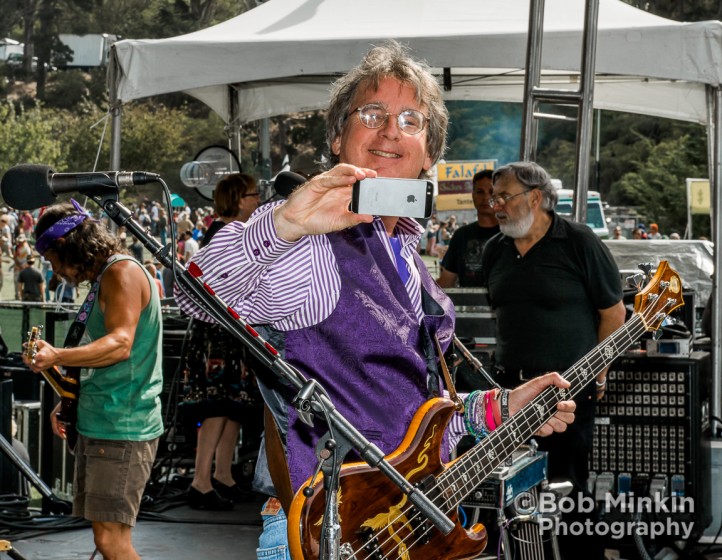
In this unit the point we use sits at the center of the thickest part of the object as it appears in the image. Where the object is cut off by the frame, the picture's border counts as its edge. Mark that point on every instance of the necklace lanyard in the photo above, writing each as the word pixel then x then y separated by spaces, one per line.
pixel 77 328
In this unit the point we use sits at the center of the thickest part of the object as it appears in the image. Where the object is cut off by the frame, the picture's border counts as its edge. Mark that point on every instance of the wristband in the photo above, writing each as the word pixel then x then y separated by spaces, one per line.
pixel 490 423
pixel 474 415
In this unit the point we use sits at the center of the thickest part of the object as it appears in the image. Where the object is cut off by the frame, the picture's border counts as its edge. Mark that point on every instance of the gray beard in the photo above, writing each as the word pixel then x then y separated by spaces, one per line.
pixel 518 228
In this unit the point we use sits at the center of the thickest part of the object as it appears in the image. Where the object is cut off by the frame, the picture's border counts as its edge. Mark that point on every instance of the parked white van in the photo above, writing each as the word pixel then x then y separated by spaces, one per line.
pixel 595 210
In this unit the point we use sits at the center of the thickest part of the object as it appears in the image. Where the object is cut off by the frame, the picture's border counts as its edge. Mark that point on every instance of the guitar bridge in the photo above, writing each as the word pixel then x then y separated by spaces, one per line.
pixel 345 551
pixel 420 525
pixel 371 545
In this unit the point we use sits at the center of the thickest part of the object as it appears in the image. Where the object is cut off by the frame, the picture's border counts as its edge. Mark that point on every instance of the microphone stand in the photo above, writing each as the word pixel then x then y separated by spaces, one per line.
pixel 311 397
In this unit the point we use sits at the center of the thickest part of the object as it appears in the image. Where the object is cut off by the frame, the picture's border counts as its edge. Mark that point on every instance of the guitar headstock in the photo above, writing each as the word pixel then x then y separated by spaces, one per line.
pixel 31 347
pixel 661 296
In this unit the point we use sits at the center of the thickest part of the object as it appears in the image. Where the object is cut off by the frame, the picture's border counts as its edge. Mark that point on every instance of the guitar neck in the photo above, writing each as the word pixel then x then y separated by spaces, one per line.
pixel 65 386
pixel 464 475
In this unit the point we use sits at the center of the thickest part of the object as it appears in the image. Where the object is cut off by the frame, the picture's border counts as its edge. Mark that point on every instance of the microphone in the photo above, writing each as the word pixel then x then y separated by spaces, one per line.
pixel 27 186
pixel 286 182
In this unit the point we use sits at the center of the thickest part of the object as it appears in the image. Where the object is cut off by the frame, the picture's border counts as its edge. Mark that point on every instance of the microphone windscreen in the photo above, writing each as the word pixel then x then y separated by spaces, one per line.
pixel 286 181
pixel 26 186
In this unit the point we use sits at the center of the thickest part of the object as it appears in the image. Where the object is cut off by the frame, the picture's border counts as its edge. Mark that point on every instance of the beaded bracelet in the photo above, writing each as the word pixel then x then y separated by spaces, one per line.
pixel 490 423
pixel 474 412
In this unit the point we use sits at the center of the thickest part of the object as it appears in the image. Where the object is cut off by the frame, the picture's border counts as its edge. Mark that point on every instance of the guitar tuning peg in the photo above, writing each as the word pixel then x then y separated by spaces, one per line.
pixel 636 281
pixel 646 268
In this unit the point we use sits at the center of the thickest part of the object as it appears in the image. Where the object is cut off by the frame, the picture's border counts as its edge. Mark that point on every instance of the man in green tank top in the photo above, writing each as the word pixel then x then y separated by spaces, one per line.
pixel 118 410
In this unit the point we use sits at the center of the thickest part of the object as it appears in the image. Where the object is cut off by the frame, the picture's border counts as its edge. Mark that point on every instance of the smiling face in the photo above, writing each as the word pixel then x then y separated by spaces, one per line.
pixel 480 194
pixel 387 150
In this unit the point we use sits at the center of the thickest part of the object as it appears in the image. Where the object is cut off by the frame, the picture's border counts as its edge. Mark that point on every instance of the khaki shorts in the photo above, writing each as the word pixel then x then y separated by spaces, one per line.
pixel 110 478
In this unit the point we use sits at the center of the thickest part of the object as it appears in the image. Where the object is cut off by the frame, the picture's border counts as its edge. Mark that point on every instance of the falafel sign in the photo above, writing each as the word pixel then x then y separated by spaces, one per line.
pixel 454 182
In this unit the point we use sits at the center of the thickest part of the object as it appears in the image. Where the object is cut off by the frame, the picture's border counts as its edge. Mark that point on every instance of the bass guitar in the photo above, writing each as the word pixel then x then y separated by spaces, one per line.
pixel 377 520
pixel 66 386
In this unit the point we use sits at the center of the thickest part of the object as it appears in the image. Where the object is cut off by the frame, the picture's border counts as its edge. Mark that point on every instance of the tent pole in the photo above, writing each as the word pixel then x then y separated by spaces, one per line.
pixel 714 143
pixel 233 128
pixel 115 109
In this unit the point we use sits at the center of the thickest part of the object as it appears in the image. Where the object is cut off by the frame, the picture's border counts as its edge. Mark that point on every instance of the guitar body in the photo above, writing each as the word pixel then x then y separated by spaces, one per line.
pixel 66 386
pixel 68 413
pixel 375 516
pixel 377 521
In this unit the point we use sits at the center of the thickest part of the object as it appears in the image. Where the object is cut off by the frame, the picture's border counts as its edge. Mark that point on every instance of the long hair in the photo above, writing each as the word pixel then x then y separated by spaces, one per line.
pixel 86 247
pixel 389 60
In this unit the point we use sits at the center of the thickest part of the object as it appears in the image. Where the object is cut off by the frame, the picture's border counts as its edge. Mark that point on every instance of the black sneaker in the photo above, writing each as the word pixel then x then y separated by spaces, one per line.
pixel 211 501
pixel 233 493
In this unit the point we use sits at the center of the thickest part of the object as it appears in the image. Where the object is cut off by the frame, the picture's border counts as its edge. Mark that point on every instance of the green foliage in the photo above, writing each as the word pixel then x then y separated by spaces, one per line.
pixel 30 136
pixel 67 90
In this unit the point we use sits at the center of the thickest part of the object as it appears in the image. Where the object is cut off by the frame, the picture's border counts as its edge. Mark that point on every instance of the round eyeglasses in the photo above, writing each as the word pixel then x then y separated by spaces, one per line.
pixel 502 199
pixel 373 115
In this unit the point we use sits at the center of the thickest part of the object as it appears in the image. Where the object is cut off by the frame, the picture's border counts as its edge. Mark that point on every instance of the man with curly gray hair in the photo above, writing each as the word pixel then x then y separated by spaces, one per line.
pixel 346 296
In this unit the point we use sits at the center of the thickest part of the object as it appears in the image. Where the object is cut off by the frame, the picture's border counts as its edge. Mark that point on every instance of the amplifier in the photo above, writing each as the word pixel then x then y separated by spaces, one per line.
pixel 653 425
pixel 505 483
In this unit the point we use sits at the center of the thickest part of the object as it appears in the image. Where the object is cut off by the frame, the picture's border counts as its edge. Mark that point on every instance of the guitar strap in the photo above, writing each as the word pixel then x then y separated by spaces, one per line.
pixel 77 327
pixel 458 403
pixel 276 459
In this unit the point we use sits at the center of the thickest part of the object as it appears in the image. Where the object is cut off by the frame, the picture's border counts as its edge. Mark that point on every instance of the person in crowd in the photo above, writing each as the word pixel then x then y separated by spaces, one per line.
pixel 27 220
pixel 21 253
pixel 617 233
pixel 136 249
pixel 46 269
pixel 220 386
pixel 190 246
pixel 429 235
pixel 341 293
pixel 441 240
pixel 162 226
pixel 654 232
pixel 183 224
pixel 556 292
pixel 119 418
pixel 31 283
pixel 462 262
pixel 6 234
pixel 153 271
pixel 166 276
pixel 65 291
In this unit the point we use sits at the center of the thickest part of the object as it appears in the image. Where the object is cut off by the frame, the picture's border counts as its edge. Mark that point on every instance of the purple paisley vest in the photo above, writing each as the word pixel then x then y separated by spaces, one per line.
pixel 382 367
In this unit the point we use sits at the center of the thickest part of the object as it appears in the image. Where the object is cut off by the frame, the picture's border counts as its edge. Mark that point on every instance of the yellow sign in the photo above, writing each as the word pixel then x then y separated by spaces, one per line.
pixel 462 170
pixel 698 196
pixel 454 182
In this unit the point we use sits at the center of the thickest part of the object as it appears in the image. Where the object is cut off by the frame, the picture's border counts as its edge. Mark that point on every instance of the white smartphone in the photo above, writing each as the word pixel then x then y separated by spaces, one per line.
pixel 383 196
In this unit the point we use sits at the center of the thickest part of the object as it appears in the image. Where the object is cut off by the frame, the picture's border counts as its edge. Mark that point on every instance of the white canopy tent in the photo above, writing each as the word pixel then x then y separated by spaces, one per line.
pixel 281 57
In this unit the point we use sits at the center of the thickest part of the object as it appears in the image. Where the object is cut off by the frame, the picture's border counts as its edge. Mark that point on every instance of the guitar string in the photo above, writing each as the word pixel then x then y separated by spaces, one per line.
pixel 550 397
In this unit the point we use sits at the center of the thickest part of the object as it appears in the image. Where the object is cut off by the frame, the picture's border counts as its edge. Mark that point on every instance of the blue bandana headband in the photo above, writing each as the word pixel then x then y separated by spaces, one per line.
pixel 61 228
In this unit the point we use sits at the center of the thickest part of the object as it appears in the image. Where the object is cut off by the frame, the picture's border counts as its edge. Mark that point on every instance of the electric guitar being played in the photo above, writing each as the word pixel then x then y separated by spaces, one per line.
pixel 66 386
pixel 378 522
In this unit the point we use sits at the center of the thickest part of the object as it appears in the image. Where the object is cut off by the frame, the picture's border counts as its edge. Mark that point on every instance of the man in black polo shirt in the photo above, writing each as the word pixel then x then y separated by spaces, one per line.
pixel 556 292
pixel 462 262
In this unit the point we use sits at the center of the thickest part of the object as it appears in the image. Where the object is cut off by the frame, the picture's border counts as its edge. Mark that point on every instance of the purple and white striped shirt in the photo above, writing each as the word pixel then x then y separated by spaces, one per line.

The problem ->
Please write out only the lines from the one containing "man in black" to the end of the records above, exactly, both ends included.

Output of the task ->
In this unit the point we use sits at the center of the thickest part of the object as it appears in the image. Where the object is cut off by the frame, the picture's border counts as its edge. Mark that point on every instance of the man in black polo shirt in the photo above, writing each as the word pixel then x then y separated by spaces, one per line.
pixel 556 292
pixel 462 262
In this unit the point we use sits at the center of the thickest part of the object as it appears in the image. Where the object is cut off by the frame, the picture's border counts as its edge. Mark that point on every instance of the purple and white striped shirt in the photo above, writing each as the word pixel then x then y separated by spaces, one per line.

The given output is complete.